[[ INFORMATION PROVIDED, beginning ]]
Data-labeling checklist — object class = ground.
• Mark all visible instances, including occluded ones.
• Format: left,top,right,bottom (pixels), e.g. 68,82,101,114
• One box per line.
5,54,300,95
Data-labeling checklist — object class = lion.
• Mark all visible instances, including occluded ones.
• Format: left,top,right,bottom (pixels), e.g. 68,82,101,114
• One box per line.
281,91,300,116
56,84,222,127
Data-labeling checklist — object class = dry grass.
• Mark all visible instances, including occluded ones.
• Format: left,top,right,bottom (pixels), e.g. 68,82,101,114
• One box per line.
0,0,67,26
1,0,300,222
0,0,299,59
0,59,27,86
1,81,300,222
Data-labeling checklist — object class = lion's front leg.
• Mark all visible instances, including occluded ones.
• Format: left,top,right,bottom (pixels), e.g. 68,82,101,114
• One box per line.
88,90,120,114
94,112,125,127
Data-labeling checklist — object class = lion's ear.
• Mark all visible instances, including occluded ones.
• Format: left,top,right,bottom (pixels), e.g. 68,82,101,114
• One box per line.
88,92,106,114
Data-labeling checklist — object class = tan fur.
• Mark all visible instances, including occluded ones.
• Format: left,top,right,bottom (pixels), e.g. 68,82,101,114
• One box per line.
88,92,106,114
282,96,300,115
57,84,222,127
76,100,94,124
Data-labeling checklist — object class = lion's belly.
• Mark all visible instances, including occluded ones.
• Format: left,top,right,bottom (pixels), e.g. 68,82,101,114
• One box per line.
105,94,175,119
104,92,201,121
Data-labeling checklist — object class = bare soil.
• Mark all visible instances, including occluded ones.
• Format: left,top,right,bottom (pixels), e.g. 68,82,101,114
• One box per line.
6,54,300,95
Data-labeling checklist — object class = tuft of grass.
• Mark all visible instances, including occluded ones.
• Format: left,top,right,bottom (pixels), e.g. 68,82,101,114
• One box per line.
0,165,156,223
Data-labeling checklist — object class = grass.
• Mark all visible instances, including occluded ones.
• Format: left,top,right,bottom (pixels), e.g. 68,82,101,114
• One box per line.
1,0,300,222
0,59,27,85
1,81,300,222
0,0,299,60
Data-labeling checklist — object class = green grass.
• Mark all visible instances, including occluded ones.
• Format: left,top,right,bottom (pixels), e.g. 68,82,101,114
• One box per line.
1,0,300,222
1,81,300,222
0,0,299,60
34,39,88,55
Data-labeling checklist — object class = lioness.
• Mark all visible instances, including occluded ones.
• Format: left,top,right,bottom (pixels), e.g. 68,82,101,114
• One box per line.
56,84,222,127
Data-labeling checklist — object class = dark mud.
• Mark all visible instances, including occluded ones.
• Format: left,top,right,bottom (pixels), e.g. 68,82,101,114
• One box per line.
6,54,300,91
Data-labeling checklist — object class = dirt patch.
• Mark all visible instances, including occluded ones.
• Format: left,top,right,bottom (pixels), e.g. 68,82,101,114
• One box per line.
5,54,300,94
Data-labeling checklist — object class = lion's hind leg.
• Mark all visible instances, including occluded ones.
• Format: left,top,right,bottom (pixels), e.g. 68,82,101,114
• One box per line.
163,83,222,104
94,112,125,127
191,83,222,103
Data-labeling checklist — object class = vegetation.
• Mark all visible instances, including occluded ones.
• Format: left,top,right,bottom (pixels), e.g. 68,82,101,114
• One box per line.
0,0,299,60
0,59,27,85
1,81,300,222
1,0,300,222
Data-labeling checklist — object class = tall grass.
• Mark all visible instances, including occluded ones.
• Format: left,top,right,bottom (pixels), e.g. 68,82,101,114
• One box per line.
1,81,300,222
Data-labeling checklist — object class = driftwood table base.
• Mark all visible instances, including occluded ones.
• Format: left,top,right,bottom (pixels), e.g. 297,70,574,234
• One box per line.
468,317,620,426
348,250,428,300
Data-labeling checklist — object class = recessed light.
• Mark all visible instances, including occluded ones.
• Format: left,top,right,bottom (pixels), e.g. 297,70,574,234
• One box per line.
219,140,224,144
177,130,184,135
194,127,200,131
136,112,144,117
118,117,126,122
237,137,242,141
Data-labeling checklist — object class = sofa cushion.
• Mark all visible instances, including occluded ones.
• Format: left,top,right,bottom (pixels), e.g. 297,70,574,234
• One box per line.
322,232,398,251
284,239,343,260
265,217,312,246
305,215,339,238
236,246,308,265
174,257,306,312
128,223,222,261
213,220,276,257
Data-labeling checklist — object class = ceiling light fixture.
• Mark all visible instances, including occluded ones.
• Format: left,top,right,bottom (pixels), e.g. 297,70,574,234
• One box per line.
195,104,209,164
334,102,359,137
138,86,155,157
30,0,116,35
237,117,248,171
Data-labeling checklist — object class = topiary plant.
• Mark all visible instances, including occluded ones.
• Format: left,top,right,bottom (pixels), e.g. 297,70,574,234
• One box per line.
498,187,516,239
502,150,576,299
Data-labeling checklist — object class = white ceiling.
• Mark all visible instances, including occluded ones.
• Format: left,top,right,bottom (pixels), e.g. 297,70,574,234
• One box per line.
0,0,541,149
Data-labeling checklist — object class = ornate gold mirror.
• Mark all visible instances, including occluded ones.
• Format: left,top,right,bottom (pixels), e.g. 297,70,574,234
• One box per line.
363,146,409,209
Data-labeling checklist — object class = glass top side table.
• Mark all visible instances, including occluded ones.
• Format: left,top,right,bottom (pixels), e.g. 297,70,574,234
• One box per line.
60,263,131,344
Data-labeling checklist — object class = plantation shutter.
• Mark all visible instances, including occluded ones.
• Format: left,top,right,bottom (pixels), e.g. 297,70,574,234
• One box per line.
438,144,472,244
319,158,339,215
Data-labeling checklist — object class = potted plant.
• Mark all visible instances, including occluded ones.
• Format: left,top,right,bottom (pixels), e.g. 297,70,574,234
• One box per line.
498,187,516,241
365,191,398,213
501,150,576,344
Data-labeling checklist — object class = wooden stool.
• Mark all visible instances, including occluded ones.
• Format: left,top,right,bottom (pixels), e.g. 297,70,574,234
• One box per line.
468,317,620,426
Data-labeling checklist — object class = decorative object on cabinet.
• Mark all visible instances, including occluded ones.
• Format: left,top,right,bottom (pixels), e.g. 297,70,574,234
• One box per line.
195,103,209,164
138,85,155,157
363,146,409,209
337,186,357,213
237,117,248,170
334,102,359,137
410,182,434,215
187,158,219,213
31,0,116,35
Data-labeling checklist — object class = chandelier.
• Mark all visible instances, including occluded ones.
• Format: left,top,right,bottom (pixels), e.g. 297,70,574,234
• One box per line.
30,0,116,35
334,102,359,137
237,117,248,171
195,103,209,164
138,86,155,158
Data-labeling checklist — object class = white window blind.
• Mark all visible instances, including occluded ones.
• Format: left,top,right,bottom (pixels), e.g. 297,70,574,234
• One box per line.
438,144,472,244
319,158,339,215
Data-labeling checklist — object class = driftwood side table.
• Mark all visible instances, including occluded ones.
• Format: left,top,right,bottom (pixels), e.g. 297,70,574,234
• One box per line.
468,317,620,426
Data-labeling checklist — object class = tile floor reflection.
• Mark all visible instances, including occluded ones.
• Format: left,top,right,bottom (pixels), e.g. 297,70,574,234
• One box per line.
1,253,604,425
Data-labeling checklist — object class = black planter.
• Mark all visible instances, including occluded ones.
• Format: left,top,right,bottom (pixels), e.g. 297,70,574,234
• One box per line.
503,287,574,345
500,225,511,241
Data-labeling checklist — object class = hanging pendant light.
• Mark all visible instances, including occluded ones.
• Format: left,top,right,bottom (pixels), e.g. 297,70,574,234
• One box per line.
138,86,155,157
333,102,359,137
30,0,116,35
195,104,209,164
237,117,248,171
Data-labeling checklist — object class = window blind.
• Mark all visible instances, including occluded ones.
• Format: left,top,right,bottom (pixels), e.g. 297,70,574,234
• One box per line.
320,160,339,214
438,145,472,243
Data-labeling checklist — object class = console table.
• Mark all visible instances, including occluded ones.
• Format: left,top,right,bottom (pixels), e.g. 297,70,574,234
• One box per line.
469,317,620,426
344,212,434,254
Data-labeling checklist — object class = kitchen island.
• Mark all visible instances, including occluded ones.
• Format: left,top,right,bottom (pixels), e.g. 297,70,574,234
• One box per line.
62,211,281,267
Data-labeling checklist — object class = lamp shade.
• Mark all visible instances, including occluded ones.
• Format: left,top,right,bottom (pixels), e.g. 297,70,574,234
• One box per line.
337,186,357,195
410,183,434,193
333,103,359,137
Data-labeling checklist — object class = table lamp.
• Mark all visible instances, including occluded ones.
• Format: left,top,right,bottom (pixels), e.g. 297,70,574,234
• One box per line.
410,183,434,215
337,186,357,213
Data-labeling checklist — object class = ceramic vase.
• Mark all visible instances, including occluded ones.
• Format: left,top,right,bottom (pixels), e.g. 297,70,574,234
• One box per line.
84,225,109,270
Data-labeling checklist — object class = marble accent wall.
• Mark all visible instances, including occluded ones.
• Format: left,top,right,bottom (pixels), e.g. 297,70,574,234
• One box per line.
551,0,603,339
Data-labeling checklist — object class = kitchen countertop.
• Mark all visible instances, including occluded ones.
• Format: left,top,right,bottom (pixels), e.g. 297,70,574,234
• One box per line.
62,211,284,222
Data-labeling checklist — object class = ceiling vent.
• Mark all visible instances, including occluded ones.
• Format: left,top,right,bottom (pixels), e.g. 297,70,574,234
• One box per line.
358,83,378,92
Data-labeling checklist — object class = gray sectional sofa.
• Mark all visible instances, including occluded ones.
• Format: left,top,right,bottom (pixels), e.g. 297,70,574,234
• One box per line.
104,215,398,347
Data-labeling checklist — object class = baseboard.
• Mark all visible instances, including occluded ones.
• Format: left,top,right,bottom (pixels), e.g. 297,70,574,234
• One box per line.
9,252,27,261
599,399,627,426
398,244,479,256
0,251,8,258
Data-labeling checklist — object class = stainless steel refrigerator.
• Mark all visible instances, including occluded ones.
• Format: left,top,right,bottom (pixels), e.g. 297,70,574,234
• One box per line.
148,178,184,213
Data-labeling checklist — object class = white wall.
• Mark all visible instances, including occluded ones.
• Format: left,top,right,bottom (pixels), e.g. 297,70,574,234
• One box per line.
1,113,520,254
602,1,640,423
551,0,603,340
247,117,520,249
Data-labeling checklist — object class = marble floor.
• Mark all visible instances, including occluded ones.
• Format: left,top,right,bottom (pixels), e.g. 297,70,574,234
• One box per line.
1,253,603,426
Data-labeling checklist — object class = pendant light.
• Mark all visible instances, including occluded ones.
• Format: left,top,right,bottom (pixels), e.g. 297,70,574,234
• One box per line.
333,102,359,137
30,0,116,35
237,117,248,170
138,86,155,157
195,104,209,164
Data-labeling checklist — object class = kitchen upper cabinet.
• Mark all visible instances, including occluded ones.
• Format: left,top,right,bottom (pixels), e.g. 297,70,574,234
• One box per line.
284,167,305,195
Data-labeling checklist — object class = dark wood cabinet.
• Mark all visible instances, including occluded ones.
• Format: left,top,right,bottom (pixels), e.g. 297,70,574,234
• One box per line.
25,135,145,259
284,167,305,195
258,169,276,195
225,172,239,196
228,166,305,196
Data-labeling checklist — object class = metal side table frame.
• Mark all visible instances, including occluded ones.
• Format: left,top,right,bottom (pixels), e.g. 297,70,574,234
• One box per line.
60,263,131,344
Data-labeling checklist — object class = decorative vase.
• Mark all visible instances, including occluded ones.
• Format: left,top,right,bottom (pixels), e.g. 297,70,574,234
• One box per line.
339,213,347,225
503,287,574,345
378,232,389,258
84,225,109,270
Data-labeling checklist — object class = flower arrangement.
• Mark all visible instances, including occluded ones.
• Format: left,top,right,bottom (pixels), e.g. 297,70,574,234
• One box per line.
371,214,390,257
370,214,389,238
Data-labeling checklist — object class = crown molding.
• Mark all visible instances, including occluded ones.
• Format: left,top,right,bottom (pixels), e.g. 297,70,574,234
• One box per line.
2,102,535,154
[[ INFORMATION PROVIDED, end ]]
### PROBLEM TO SOLVE
Produce an exact copy of each line from the one holding "Data-labeling checklist — object class = flower" through the last line of the records, both included, and nothing more.

### EXPECTED ANSWER
Data-labeling checklist — object class = flower arrangement.
• Mark all visible instances, including occluded ones.
• Format: left,top,right,bottom (pixels), e.g. 297,70,574,234
• One box per line.
371,214,390,257
370,214,389,238
Data-labeling checklist — object class = crown molding.
• Mark all visible instances, including occluded ones.
• Format: left,top,right,bottom (pixels), e.g. 297,70,574,234
• One box per line.
2,102,535,154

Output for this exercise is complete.